** BEGIN STORED DATA **
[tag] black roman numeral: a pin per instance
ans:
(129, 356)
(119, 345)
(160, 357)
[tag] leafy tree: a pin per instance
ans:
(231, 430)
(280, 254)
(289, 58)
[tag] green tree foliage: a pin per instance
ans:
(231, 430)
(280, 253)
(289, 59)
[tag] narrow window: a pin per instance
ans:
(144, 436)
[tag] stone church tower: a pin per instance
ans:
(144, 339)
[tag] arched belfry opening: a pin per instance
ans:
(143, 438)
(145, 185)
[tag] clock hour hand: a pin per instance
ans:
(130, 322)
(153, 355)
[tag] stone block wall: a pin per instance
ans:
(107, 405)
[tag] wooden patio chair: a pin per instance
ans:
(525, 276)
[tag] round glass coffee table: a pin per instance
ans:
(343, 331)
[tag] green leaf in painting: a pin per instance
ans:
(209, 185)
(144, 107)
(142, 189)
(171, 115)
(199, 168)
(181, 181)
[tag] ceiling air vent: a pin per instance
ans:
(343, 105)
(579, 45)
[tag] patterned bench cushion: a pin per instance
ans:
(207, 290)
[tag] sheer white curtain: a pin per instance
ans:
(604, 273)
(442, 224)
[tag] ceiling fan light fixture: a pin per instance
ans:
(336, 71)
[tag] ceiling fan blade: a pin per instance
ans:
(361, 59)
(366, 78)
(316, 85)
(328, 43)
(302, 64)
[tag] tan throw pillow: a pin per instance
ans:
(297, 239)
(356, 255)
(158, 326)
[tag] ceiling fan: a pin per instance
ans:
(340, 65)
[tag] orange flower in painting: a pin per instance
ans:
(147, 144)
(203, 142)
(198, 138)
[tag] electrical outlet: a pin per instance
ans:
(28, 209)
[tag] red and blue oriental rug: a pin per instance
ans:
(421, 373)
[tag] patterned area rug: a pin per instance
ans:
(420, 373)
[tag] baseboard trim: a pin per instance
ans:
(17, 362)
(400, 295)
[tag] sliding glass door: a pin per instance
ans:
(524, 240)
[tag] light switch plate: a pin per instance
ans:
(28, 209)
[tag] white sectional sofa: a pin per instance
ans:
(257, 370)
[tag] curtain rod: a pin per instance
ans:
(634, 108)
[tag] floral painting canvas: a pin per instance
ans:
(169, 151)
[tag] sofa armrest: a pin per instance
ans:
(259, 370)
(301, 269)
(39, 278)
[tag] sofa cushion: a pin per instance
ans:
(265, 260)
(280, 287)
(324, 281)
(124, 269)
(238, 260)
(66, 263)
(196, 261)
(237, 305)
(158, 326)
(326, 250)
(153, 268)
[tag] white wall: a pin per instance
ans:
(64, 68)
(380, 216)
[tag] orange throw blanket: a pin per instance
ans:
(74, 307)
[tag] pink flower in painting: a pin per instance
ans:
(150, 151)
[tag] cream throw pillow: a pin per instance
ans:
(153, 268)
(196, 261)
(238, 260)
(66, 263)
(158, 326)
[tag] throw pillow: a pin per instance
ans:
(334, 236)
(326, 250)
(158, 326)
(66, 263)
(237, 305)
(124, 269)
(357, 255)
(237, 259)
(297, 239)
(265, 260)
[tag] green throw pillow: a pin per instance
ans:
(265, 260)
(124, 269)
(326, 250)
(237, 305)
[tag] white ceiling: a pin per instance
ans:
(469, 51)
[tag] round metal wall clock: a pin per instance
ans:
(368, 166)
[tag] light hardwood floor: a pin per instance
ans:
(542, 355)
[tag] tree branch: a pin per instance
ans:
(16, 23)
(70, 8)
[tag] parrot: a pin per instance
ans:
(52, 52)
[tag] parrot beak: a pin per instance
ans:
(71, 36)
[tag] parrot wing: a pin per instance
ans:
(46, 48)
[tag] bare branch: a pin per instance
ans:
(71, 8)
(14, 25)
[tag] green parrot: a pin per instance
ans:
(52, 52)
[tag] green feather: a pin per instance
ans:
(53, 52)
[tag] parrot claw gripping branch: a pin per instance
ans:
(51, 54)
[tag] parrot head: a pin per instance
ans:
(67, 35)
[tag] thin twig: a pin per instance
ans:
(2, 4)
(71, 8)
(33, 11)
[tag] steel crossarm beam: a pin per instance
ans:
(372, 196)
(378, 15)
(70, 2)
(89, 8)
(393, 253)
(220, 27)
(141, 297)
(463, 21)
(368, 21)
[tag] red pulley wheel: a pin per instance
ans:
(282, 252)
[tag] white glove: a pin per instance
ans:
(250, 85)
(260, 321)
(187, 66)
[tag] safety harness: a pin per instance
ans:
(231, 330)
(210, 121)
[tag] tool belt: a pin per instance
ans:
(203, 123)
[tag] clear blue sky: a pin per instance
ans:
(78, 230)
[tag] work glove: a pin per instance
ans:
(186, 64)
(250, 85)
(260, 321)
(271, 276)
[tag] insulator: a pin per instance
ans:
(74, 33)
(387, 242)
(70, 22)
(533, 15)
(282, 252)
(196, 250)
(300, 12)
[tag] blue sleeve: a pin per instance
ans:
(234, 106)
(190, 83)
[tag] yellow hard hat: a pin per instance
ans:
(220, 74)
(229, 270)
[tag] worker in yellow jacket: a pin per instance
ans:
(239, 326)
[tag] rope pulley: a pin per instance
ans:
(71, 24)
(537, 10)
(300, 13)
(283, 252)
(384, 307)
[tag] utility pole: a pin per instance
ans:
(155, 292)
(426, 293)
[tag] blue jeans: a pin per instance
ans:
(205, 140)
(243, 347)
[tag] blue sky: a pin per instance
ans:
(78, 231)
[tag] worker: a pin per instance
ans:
** END STORED DATA **
### WHAT TO PRODUCE
Using the data above, print every record exactly as shown.

### EXERCISE OUTPUT
[tag] black roman numeral: a pin per instance
ans:
(129, 356)
(119, 345)
(160, 357)
[tag] leafy tree: a pin per instance
ans:
(231, 430)
(280, 254)
(289, 58)
[tag] green tree foliage: a pin per instance
ans:
(231, 430)
(280, 253)
(289, 59)
[tag] narrow window: a pin per instance
ans:
(144, 436)
[tag] stone church tower: a pin per instance
ans:
(144, 339)
[tag] arched belfry opening: a pin per instance
ans:
(143, 438)
(145, 185)
[tag] clock hour hand: a pin per instance
ans:
(130, 322)
(153, 355)
[tag] stone block wall: a pin per instance
ans:
(107, 405)
[tag] wooden patio chair: a pin per instance
ans:
(525, 276)
[tag] round glass coffee table: a pin per instance
ans:
(343, 331)
[tag] green leaf in painting: a pin per instance
ans:
(209, 185)
(144, 107)
(142, 189)
(171, 115)
(199, 168)
(181, 181)
[tag] ceiling air vent: a pin per instance
ans:
(343, 105)
(579, 45)
[tag] patterned bench cushion: a pin per instance
ans:
(207, 290)
[tag] sheer white curtain: a pin per instance
ans:
(604, 273)
(442, 224)
[tag] ceiling fan light fixture: a pin per instance
ans:
(336, 71)
[tag] ceiling fan blade: a pin per instance
ans:
(361, 59)
(366, 78)
(316, 85)
(328, 43)
(302, 64)
[tag] tan throw pillow: a pin per instance
ans:
(297, 239)
(356, 255)
(158, 326)
[tag] ceiling fan: a pin per instance
ans:
(340, 65)
[tag] orange flower in painting: a pin per instance
ans:
(147, 144)
(203, 142)
(198, 138)
[tag] electrical outlet: a pin per instance
ans:
(28, 209)
[tag] red and blue oriental rug: a pin per instance
ans:
(421, 373)
[tag] patterned area rug: a pin per instance
ans:
(420, 373)
[tag] baseboard trim: a pin per instance
ans:
(17, 362)
(400, 295)
[tag] sliding glass door: a pin per instance
ans:
(524, 240)
[tag] light switch plate: a pin per instance
ans:
(28, 209)
[tag] white sectional sofa: a pin per instance
ans:
(257, 370)
[tag] curtain rod: a pin per instance
ans:
(634, 108)
[tag] floral painting canvas: a pin per instance
ans:
(169, 151)
[tag] sofa armrest: a pin per instance
ans:
(259, 370)
(301, 269)
(39, 278)
[tag] sofa cushion: a pin per instance
ans:
(265, 260)
(280, 287)
(324, 281)
(124, 269)
(238, 260)
(66, 263)
(196, 261)
(237, 305)
(158, 326)
(326, 250)
(153, 268)
[tag] white wall: a pin per instance
ans:
(64, 68)
(380, 216)
[tag] orange throw blanket: a pin per instance
ans:
(74, 307)
[tag] pink flower in painting: a pin per instance
ans:
(150, 151)
[tag] cream throw pillow: a pin per instance
ans:
(153, 268)
(196, 261)
(238, 260)
(66, 263)
(158, 326)
[tag] throw pillow: a pin per instance
ans:
(334, 236)
(326, 250)
(158, 326)
(66, 263)
(237, 305)
(124, 269)
(357, 255)
(237, 259)
(297, 239)
(265, 260)
[tag] green throw pillow: a pin per instance
ans:
(265, 260)
(124, 269)
(326, 250)
(237, 305)
[tag] white ceiling: a pin per instance
ans:
(469, 51)
[tag] round metal wall clock: a pin per instance
ans:
(368, 166)
[tag] light hardwood floor: a pin per instance
ans:
(542, 355)
[tag] tree branch: a pin per instance
ans:
(16, 23)
(70, 8)
[tag] parrot: a pin per instance
ans:
(52, 52)
[tag] parrot beak: a pin per instance
ans:
(71, 36)
[tag] parrot wing: a pin per instance
ans:
(46, 48)
[tag] bare branch: a pin per instance
ans:
(71, 8)
(14, 25)
[tag] green parrot: a pin per instance
ans:
(52, 52)
[tag] green feather: a pin per instance
ans:
(53, 52)
[tag] parrot claw gripping branch: a pin per instance
ans:
(51, 54)
[tag] parrot head: a pin per instance
ans:
(67, 35)
[tag] thin twig: a pin per instance
ans:
(2, 4)
(71, 8)
(33, 11)
[tag] steel crossarm beam: a pin per instance
ans:
(372, 196)
(378, 15)
(70, 2)
(89, 8)
(393, 253)
(220, 27)
(141, 297)
(463, 21)
(368, 21)
[tag] red pulley wheel: a pin per instance
ans:
(282, 252)
[tag] white glove: a pin per instance
ans:
(250, 85)
(260, 321)
(187, 66)
[tag] safety harness: a pin per instance
ans:
(231, 330)
(210, 121)
[tag] tool belt: a pin per instance
ans:
(203, 123)
[tag] clear blue sky: a pin per instance
ans:
(78, 230)
[tag] work glove: a pin per instance
ans:
(186, 64)
(250, 85)
(260, 321)
(271, 276)
[tag] insulator: a pin per instance
ans:
(74, 33)
(387, 242)
(70, 22)
(533, 15)
(282, 252)
(196, 250)
(300, 12)
[tag] blue sleeve: a pin per instance
ans:
(234, 106)
(190, 83)
[tag] yellow hard hat: a pin per instance
ans:
(220, 74)
(229, 270)
[tag] worker in yellow jacket: a pin per instance
ans:
(239, 326)
[tag] rope pulley: a pin per instance
ans:
(71, 24)
(537, 10)
(300, 13)
(283, 252)
(384, 307)
[tag] utility pole: a pin per instance
ans:
(155, 292)
(426, 293)
[tag] blue jeans: a pin per instance
ans:
(205, 140)
(243, 347)
[tag] blue sky: a pin per instance
ans:
(78, 231)
[tag] worker: a pin per instance
ans:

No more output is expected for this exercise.